**Records from a dataset**:
__________________________________________________

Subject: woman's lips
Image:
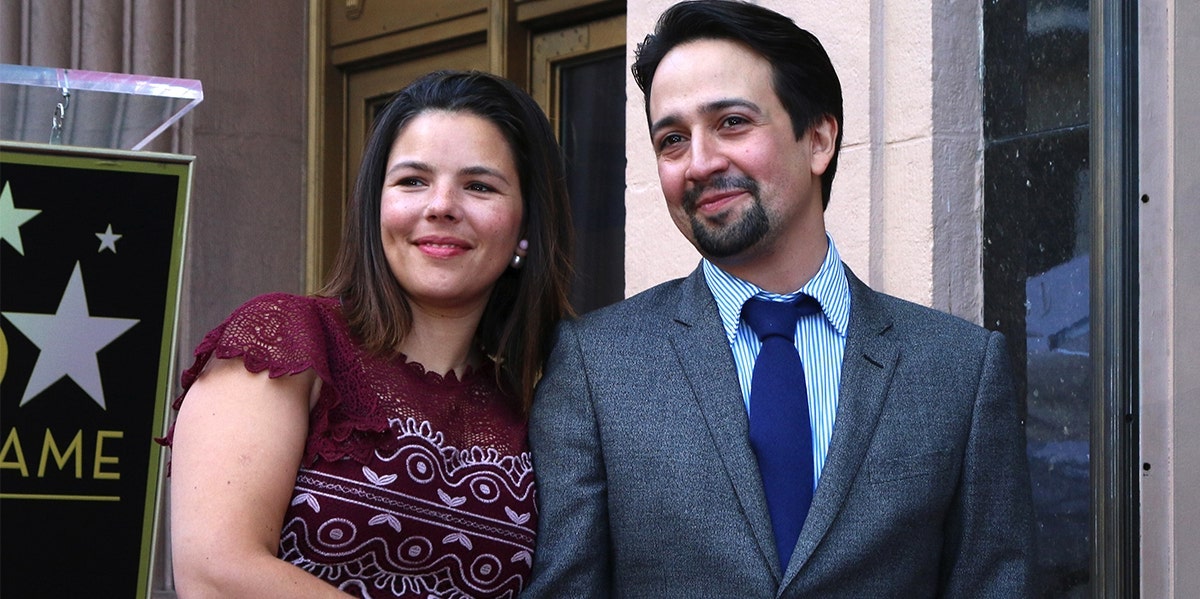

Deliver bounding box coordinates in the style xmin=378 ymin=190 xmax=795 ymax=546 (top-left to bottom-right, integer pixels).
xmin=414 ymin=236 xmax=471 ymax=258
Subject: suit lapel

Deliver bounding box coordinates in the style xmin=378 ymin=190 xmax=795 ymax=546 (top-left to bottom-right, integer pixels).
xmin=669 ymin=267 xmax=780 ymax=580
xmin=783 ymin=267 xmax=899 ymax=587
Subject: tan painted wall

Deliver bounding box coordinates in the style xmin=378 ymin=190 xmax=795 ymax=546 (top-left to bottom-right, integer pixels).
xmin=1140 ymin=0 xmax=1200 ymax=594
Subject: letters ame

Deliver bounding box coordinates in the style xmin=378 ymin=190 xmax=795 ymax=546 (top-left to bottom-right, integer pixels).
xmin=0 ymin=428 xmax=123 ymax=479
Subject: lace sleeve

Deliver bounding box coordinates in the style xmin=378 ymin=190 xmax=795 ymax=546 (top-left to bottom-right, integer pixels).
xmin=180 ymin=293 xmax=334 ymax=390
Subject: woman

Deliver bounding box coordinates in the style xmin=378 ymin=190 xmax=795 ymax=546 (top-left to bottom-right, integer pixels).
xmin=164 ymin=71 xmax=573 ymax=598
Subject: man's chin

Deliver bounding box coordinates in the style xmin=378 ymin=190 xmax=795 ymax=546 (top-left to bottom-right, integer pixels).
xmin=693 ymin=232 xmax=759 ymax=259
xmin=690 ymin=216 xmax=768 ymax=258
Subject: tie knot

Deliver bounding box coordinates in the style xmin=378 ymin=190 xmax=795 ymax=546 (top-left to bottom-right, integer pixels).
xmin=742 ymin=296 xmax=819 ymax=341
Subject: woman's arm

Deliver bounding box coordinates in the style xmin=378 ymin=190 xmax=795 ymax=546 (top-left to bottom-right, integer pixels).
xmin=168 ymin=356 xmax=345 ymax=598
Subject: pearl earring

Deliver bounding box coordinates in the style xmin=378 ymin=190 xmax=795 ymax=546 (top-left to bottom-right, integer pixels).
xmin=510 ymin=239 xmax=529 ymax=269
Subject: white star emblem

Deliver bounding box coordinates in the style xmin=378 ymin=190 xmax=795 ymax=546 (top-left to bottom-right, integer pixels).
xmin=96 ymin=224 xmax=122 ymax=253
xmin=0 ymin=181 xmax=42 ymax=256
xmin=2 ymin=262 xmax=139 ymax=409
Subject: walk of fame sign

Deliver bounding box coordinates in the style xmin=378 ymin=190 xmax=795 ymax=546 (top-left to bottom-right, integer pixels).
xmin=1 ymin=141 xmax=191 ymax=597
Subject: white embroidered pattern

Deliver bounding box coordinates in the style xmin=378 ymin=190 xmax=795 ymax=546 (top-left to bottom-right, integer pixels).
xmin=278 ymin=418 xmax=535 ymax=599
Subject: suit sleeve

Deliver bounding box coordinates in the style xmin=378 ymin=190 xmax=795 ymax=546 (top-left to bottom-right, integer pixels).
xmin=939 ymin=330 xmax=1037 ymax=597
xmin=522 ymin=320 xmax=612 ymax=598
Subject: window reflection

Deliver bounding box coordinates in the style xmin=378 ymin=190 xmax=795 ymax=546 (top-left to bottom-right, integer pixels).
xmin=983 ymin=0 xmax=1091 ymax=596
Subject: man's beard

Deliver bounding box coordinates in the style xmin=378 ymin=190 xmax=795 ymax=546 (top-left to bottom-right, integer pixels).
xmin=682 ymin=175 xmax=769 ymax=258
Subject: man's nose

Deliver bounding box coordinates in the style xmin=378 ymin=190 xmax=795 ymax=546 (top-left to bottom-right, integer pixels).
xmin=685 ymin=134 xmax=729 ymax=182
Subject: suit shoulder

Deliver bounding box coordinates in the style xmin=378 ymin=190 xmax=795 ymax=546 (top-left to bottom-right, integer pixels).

__________________________________________________

**Work instruction**:
Some of the data mentions "white". Copy every line where it does.

**Result of this task**:
Subject: white star emblem
Subject: white embroidered pattern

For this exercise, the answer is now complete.